Exercise description ::
In the records below, reproduce verbatim the lines from the one containing "the neighbor tile" through the one containing "column 456, row 217", including both of those lines.

--- Start of Data entries ---

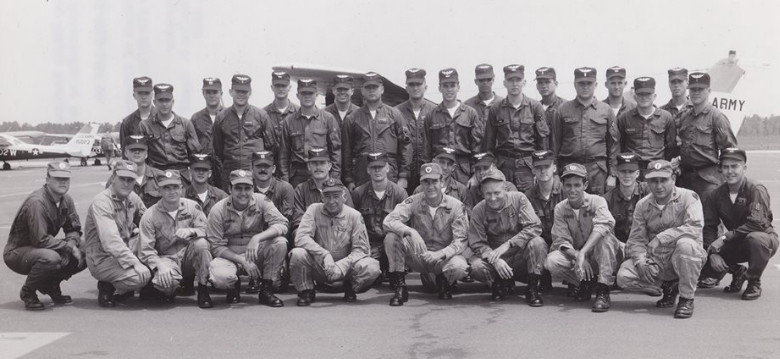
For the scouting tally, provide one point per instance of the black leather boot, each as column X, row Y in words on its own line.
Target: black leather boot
column 266, row 294
column 671, row 291
column 106, row 294
column 30, row 299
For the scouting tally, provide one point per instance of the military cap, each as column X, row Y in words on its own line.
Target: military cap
column 307, row 85
column 415, row 75
column 644, row 85
column 448, row 75
column 142, row 83
column 200, row 160
column 241, row 82
column 542, row 158
column 514, row 70
column 584, row 74
column 263, row 157
column 241, row 176
column 136, row 141
column 484, row 71
column 318, row 154
column 484, row 158
column 446, row 152
column 575, row 169
column 376, row 159
column 280, row 78
column 168, row 177
column 430, row 170
column 58, row 169
column 125, row 168
column 163, row 91
column 659, row 169
column 678, row 73
column 734, row 154
column 343, row 81
column 545, row 73
column 212, row 83
column 372, row 78
column 699, row 80
column 628, row 161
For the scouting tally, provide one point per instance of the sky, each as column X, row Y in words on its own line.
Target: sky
column 65, row 61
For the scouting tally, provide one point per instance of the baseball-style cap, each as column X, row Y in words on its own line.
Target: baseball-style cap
column 372, row 78
column 699, row 80
column 142, row 83
column 545, row 73
column 514, row 70
column 200, row 160
column 659, row 169
column 263, row 157
column 280, row 78
column 125, row 168
column 575, row 169
column 241, row 82
column 430, row 170
column 644, row 85
column 616, row 71
column 307, row 85
column 678, row 73
column 415, row 75
column 168, row 177
column 136, row 141
column 484, row 71
column 163, row 91
column 343, row 81
column 584, row 74
column 542, row 158
column 377, row 159
column 734, row 154
column 318, row 154
column 58, row 169
column 628, row 161
column 212, row 83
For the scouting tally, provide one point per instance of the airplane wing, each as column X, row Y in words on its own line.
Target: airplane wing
column 393, row 95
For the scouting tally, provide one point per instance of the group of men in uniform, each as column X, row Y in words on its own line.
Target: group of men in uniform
column 599, row 194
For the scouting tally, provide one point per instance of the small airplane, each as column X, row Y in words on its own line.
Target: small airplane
column 80, row 145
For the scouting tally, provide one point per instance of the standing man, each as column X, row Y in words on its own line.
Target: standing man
column 332, row 246
column 584, row 132
column 616, row 84
column 431, row 243
column 504, row 236
column 515, row 128
column 203, row 120
column 584, row 249
column 743, row 206
column 247, row 234
column 704, row 132
column 374, row 200
column 415, row 110
column 665, row 244
column 375, row 127
column 646, row 130
column 240, row 130
column 111, row 237
column 33, row 251
column 453, row 125
column 485, row 98
column 171, row 138
column 342, row 106
column 142, row 93
column 173, row 242
column 306, row 128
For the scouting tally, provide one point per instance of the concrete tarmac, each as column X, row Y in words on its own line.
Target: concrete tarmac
column 469, row 326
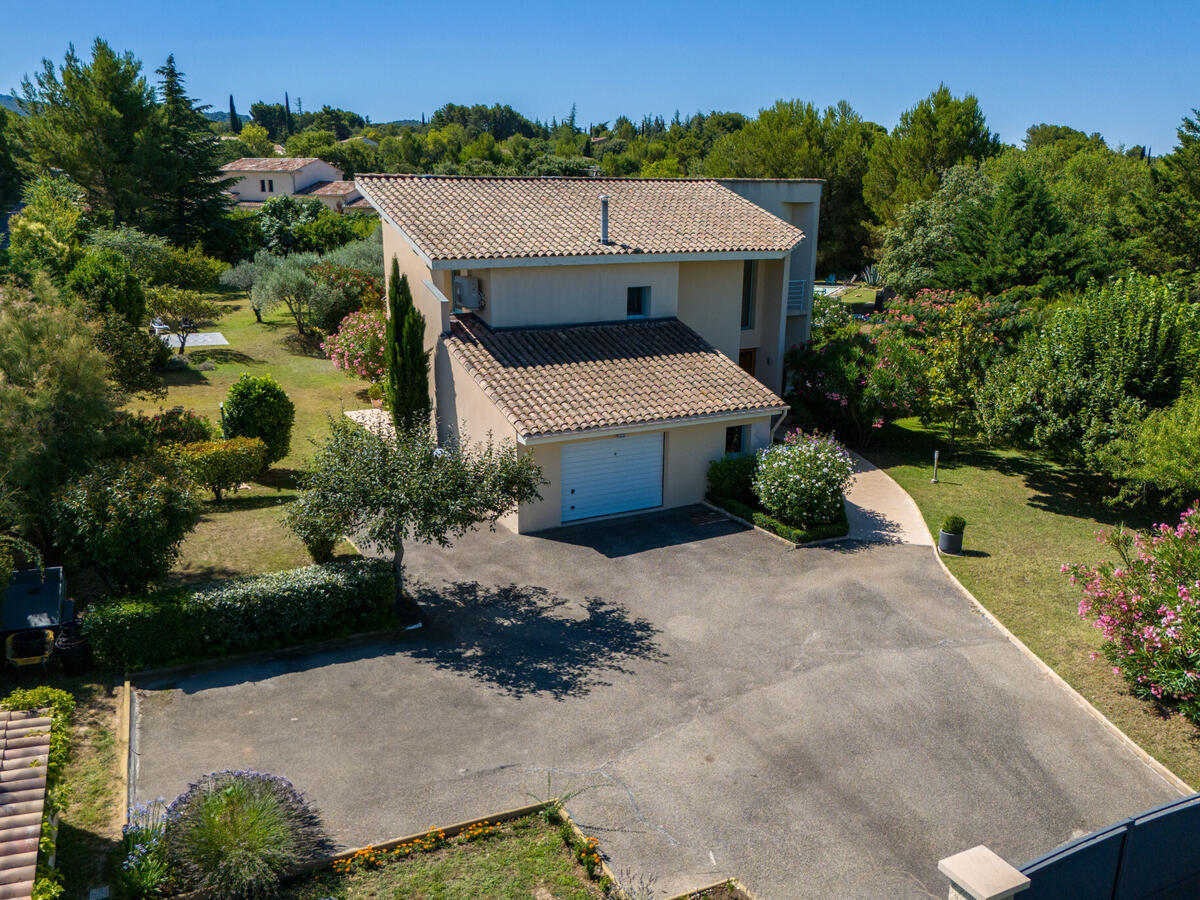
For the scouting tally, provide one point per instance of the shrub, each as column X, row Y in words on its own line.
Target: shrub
column 220, row 465
column 191, row 269
column 954, row 525
column 732, row 478
column 127, row 520
column 349, row 291
column 240, row 615
column 234, row 834
column 315, row 527
column 1147, row 605
column 106, row 282
column 257, row 407
column 145, row 869
column 802, row 480
column 357, row 347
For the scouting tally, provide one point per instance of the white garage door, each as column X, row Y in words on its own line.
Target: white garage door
column 612, row 475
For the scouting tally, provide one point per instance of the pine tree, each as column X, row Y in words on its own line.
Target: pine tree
column 186, row 195
column 407, row 361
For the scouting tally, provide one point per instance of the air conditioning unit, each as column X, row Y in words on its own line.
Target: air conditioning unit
column 467, row 294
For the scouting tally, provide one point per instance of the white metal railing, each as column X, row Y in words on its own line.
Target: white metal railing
column 797, row 295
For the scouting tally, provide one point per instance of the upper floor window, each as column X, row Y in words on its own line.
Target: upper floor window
column 637, row 303
column 749, row 285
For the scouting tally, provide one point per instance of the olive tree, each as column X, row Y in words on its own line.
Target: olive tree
column 391, row 490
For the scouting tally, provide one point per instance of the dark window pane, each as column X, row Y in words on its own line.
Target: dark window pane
column 733, row 439
column 748, row 291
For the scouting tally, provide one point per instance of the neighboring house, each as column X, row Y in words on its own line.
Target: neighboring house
column 627, row 331
column 257, row 180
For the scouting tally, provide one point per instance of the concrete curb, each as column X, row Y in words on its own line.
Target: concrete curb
column 1153, row 765
column 301, row 649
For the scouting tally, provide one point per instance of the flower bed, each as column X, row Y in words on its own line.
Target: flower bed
column 240, row 616
column 1147, row 605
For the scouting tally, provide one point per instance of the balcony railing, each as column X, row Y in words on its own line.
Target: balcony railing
column 797, row 297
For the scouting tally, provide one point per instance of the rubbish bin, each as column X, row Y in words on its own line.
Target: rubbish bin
column 72, row 648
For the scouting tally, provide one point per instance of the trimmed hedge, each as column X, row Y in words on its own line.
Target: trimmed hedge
column 240, row 616
column 839, row 528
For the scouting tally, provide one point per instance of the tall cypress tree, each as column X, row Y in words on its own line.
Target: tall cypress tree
column 407, row 387
column 186, row 195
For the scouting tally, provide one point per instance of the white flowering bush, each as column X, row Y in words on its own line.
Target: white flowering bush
column 802, row 481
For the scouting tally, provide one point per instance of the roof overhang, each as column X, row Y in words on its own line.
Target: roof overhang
column 660, row 425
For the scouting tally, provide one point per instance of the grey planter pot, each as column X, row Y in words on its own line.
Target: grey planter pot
column 949, row 543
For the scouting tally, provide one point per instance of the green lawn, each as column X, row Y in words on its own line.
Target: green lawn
column 1025, row 519
column 525, row 859
column 244, row 534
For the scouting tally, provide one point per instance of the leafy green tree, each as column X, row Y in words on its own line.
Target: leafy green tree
column 106, row 283
column 923, row 237
column 408, row 489
column 126, row 520
column 183, row 311
column 1093, row 371
column 288, row 285
column 48, row 232
column 91, row 121
column 406, row 360
column 1170, row 208
column 55, row 401
column 186, row 197
column 257, row 407
column 10, row 178
column 1015, row 238
column 907, row 165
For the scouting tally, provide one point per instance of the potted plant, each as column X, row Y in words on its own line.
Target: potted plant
column 949, row 539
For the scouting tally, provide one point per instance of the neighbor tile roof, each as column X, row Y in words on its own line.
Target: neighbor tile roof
column 571, row 378
column 24, row 745
column 269, row 163
column 329, row 189
column 456, row 217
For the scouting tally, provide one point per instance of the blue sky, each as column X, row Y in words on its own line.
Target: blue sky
column 1125, row 70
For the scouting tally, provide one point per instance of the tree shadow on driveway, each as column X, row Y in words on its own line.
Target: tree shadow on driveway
column 526, row 641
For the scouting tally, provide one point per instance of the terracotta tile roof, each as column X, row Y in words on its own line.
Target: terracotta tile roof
column 259, row 163
column 329, row 189
column 565, row 379
column 24, row 744
column 455, row 217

--- End of Data entries ---

Solution to this problem ::
For the scouting tally, provide one point per instance of the neighbor tile roof, each as column X, row Y in words on its own line.
Target: neighbor tile roof
column 571, row 378
column 24, row 745
column 269, row 163
column 329, row 189
column 456, row 217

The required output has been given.